* Verilen Metin:

28 Mart 2018 Çarşamba

Yazar Nedim Gürsel’le Türkiye-Fransa İlişkileri ve Fransa Siyaseti Hakkında Mülakat


5 Nisan 1951 tarihinde Gaziantep’te doğan Nedim Gürsel[1], Balıkesir’de 6 Eylül İlkokulu’nda okudu, ardından İstanbul’da Galatasaray Lisesi’ni ve Fransa’da Sorbonne Üniversitesi Modern Fransız Edebiyatı bölümünü bitirdi. Aynı üniversitede "Karşılaştırmalı Edebiyat" alanında Nazım Hikmet ve Aragon üzerine Prof. Etiemble’ın yönetiminde doktora çalışması yaptı. Halen Fransa Bilimsel Araştırmalar Merkezi’nde (CNRS) Araştırma Direktörü olarak çalışan Nedim Gürsel, ayrıca Paris INALCO’da (Doğu Dilleri Yüksek Okulu) Türk Edebiyatı dersleri vermektedir. Öğretim üyeliğinin yanı sıra gazetecilik de yapan yazar, PEN Yazarlar Derneği, Paris Yazarlar Evi ve Akdeniz Akademisi üyesidir. İlk yazısı 1966 yılında “Yeni Ufuklar” dergisinde yayımlanan Gürsel, çok sayıda edebiyat dergisinde öykülerinin yanı sıra, çağdaş düşün ve edebiyat akımları üzerine kaleme aldığı yazılarıyla da yer aldı. “İlk Kadın” adlı öyküsü İstanbul Devlet Tiyatrosu tarafından 1995’te sahnelendi. Radio France Internationale’de ve Berlin Radyosu’nda programlar hazırlayan Nedim Gürsel’in öykü, roman ve incelemeleri, başta Fransızca olmak üzere tam 12 dile çevrildi. Ayrıca eserleri, Boğaziçi, Sorbonne ve Nanterre üniversitelerinde yapılmış çok sayıda doktora tezine konu oldu.[2] Edebiyatın hemen her dalında ürün veren Nedim Gürsel’in kitapları Fransa başta olmak üzere 25 ülkede yayımlandı, bazı öykülerinden yapılan tiyatro uyarlamaları Türkiye ve Avrupa ülkelerinde oynandı. Yazar, DAAD adlı kurumun davetlisi olarak bir yıl Berlin’de kaldı; Fransa, Almanya, İtalya ve Türkiye gibi pek çok ülkede hakkında incelemeler ve doktora tezleri yapıldı, belgeseller çekildi. Nedim Gürsel’in aldığı ulusal ve uluslararası ödüller şunlardır: Türk Dil Kurumu Ödülü (1976), Abdi İpekçi Barış Ödülü (1986), Fransız PEN Kulüp Özgürlük Ödülü (1986), Haldun Taner Öykü Ödülü (1987), Struga Altın Plaket Ödülü (1992), Radio France Internationale Öykü Ödülü (1992), France-Turquie Ödülü (2004), Fransa Hükümeti Edebiyat Şövalyesi Nişanı (2004), Mevlânâ Dünya Kardeşlik Ödülü (2009), Türkiye Yayıncılar Birliği İfade Özgürlüğü Ödülü (2009), Balkanika Vakfı Uluslararası Roman Ödülü (2012), Fransa Akdeniz Roman Ödülü (2013), Türk Dünyası Kızıl Elma Ödülü (2016), Türkiye-Avrupa Eğitim ve Bilimsel Araştırmalar Vakfı Ödülü (2018). Nedim Gürsel’in kitapları Doğan Kitap tarafından yayımlanmaktadır Gürsel, Leyla Gün Gürsel ve Dilay Alin Gürsel adında iki kız çocuğu babasıdır.

* Çıkarılan Veriler:
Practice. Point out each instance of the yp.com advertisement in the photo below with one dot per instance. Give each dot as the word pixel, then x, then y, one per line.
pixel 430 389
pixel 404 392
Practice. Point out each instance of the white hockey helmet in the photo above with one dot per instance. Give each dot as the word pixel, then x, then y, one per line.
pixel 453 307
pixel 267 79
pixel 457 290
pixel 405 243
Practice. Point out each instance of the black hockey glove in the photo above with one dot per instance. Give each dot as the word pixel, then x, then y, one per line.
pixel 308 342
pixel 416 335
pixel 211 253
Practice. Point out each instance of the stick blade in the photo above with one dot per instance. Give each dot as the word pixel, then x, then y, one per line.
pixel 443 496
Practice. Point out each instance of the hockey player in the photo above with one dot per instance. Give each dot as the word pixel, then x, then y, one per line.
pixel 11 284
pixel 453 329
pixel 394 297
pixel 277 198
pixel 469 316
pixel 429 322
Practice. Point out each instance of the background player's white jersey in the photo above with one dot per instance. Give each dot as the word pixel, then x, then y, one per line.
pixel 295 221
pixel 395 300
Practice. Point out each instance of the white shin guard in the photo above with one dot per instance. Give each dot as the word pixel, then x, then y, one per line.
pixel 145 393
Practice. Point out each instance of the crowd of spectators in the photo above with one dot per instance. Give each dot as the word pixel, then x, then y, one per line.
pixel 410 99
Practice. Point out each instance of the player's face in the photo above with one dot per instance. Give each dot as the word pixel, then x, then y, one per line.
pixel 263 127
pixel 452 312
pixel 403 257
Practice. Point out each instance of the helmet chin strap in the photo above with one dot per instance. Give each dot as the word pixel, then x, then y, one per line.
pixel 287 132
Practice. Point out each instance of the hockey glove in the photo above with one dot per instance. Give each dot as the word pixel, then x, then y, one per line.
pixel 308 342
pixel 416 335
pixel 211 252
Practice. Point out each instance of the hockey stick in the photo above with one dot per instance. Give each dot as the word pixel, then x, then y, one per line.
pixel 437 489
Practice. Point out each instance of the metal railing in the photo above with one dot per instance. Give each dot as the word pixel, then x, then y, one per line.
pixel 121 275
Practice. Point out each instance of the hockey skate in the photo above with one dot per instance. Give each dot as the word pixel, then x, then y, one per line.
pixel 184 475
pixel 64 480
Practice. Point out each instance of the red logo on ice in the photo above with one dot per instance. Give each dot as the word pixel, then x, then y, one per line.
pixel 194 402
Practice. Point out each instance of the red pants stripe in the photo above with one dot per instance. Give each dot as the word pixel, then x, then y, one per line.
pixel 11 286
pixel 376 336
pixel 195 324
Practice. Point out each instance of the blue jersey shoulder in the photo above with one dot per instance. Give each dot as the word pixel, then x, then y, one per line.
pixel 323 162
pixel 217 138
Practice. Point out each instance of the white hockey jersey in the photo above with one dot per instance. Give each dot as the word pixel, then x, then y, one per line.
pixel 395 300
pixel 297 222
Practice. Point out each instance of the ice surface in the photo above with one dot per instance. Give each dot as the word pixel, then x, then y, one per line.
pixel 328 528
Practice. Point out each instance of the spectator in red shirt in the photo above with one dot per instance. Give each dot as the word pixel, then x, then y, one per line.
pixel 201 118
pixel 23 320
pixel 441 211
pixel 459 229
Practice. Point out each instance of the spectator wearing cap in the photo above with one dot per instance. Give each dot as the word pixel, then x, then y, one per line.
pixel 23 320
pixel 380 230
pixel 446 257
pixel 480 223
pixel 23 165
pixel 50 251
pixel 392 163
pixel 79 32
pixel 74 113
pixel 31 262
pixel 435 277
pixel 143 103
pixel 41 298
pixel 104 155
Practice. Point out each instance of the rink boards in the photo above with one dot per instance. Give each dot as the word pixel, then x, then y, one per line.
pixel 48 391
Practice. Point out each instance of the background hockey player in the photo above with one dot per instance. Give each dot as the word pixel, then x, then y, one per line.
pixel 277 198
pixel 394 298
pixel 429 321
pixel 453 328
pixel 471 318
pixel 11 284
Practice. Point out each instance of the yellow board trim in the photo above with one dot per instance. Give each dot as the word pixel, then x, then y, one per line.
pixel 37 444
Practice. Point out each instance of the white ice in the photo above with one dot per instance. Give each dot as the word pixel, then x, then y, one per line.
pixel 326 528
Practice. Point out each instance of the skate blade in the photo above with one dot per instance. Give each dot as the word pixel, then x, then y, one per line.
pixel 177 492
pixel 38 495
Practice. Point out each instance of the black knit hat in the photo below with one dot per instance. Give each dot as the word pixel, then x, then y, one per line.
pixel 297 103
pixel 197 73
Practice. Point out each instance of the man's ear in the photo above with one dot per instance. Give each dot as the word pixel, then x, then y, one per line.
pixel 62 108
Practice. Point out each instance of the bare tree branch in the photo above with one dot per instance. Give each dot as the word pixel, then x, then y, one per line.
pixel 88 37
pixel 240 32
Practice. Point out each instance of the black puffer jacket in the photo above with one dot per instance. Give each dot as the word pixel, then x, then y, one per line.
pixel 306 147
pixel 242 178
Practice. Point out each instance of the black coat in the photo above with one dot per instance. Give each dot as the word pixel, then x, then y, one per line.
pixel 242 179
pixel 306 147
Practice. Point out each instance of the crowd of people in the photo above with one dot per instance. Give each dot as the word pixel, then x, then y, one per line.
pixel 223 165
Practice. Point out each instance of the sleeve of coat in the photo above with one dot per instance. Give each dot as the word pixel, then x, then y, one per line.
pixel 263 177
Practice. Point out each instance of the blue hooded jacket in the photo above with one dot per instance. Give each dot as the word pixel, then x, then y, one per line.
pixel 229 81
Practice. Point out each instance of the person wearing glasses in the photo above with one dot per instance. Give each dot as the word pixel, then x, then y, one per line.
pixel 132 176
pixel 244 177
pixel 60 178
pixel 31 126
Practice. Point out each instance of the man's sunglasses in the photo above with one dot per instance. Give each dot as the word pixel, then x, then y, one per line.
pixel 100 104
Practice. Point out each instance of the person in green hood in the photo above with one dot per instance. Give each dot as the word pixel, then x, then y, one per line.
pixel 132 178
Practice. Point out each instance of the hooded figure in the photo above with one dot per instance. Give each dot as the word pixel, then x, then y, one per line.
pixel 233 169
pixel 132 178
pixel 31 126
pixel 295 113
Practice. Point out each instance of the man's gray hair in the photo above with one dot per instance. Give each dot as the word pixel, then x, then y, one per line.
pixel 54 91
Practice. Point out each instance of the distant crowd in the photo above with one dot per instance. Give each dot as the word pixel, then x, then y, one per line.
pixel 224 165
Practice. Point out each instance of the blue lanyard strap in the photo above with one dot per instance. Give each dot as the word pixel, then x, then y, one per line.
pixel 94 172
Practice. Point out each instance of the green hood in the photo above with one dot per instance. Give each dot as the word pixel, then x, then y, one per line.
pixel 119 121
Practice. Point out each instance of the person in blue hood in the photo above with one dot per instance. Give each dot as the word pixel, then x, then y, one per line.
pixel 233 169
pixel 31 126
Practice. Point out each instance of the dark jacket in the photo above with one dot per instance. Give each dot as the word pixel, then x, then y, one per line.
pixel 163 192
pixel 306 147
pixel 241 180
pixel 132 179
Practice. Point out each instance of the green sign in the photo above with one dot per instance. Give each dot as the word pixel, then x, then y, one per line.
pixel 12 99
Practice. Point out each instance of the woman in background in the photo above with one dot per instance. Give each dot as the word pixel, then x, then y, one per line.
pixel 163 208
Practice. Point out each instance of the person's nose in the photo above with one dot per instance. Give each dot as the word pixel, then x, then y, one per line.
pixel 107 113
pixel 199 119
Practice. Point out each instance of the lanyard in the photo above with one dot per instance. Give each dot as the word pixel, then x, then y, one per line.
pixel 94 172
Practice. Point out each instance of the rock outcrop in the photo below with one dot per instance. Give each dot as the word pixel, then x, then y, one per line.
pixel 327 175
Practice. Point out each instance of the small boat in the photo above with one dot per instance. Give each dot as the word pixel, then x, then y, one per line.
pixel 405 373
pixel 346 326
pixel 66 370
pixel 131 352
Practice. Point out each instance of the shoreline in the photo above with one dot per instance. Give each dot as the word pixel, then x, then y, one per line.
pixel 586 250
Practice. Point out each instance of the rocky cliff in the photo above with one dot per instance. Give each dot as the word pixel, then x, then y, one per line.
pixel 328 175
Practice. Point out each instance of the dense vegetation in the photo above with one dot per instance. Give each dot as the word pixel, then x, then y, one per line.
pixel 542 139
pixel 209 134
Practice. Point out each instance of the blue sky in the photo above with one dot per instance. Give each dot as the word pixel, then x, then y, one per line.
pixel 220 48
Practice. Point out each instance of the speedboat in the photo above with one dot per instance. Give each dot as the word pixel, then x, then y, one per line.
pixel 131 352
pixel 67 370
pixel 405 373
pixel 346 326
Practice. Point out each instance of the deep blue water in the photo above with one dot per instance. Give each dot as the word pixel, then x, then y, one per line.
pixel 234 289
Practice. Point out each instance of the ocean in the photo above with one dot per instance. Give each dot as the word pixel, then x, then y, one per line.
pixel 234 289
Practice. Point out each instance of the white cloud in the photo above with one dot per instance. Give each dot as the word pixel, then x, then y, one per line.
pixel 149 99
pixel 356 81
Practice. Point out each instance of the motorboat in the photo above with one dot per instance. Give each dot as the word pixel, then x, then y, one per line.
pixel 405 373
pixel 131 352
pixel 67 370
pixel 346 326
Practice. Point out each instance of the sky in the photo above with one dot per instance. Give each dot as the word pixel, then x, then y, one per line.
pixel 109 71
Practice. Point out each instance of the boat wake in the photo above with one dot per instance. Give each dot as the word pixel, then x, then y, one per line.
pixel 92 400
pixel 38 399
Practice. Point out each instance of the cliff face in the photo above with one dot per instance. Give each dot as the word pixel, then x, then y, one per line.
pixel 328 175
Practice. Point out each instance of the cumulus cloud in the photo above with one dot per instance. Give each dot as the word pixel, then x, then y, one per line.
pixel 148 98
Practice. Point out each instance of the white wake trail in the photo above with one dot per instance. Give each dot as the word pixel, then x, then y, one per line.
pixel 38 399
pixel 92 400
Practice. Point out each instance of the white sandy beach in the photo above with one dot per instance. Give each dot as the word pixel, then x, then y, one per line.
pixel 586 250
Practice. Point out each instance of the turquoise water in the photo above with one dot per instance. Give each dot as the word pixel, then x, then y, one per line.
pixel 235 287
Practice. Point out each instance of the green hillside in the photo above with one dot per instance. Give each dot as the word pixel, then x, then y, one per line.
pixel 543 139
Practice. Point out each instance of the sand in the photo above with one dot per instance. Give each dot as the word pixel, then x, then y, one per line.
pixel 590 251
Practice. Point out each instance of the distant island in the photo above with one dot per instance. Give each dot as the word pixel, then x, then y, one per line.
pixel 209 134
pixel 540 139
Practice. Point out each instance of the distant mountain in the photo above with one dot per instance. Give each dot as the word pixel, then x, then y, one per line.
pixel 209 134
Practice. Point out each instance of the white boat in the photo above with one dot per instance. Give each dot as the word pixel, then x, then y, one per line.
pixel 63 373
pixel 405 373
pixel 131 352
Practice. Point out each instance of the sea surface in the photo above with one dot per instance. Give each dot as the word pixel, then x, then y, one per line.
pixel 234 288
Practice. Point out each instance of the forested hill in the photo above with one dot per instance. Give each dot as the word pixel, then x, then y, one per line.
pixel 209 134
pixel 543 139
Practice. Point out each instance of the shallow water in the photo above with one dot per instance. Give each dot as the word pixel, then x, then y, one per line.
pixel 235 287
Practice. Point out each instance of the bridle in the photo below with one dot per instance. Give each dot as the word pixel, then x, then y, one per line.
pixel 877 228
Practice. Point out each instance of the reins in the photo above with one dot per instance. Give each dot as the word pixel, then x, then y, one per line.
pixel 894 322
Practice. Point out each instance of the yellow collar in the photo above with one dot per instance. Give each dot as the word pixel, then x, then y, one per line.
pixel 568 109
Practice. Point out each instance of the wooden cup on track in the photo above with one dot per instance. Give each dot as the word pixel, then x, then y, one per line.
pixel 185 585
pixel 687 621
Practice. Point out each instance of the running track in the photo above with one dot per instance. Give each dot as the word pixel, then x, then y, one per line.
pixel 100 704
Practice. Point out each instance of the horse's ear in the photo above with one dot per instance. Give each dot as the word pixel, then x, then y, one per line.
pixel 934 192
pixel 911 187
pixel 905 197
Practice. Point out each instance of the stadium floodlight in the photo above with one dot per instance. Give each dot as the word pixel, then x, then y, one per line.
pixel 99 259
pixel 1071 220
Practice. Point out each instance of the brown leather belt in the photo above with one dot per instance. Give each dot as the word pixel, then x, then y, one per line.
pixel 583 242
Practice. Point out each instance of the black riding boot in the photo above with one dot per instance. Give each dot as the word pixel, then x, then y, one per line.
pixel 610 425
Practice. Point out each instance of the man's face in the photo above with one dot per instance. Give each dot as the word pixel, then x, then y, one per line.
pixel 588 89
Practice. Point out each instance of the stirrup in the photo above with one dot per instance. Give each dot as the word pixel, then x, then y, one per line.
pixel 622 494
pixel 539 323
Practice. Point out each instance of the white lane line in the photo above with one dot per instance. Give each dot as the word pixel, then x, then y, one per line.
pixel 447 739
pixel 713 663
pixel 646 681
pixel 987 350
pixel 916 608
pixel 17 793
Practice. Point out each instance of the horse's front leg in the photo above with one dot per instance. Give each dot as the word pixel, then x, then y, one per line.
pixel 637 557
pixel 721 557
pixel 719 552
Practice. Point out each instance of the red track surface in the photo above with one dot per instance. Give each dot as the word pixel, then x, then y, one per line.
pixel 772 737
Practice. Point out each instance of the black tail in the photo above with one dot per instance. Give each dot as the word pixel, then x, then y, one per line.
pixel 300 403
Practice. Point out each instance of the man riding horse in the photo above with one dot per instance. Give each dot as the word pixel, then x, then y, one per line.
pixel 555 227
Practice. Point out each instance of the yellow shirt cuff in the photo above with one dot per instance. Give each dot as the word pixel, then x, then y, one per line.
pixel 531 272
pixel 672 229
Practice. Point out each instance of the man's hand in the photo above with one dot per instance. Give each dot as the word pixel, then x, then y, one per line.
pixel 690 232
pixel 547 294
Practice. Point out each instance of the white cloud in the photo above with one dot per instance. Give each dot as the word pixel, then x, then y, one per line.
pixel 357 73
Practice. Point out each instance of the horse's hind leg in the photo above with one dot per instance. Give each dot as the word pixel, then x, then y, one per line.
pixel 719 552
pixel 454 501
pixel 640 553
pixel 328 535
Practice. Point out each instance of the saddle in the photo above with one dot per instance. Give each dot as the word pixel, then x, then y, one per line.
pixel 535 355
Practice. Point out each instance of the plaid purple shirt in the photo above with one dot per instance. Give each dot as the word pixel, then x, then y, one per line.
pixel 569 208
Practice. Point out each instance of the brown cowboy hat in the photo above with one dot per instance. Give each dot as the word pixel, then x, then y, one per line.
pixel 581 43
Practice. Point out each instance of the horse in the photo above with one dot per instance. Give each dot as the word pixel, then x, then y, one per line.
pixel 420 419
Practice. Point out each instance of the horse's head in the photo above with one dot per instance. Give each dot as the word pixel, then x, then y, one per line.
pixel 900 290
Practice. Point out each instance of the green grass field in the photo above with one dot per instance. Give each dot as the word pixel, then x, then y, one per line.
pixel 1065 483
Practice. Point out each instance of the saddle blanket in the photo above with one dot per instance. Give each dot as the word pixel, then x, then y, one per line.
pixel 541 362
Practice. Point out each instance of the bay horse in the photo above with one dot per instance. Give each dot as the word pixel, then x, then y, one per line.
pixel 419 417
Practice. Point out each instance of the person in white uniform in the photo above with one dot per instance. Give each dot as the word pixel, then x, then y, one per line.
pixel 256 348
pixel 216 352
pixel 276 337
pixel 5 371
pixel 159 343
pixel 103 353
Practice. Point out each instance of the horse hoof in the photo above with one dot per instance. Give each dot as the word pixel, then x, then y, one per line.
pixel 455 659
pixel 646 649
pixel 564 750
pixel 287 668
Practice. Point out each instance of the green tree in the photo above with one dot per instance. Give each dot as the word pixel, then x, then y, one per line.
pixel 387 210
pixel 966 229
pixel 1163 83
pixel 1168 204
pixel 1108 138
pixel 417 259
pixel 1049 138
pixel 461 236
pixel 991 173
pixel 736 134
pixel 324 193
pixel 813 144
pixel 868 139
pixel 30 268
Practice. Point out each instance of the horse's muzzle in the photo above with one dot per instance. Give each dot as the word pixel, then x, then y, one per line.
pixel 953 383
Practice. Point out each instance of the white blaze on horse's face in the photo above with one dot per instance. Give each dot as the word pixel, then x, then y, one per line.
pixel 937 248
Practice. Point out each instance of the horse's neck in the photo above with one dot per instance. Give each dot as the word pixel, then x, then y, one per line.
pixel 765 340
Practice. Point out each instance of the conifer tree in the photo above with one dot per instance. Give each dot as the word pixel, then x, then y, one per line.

* Yazılı Görevler:
1. Nedim Gürsel'i tanıtan metne göre yazar neden bir yıl Berlin'de kaldı? Bir ile üç cümle arasında açıklayın.
2. Nedim Gürsel'i tanıtan metne göre yazarın 1966 yılında yayımlanan ilk yazısı hangi dergide çıktı?
3. Nedim Gürsel'i tanıtan metni son cümlesinden itibaren sürdürür müsünüz?

* Alıştırma Cevapları:
1. Yazar, DAAD adlı kurumun davetlisi olduğu için Berlin'de bir yıl kaldı.

2. "Yeni Ufuklar" dergisinde.

3.
Dr. Ozan Örmeci: Sayın Gürsel, yoğun temponuzda mülakat önerimizi kabul ettiğiniz için size öncelikle çok teşekkür ederim. Sizi ağırlamak bizim için büyük bir onurdur. Asıl mesleğiniz olan edebiyattan bugün biraz uzaklaşarak, size Uluslararası Politika Akademisi (UPA) olarak bizim uzmanlığımız olan siyaset hakkında sorular sormak istiyorum. Türkiye ve Fransa basınında önceki Fransa Cumhurbaşkanı François Hollande’ın Türkiye gezisi öncesinde sizinle özel bir yemek yediği ve Türkiye’deki gelişmeler hakkında fikirlerinizi aldığı söylenmişti. Bir Türk yazarın siyasette ve Türkiye-Fransa ilişkilerinde bu denli etkin olmasının Türk okurları için gurur vesilesi olmasını bir kenara koyarsak, bu görüşme hakkında bize bilgi verebilir misiniz?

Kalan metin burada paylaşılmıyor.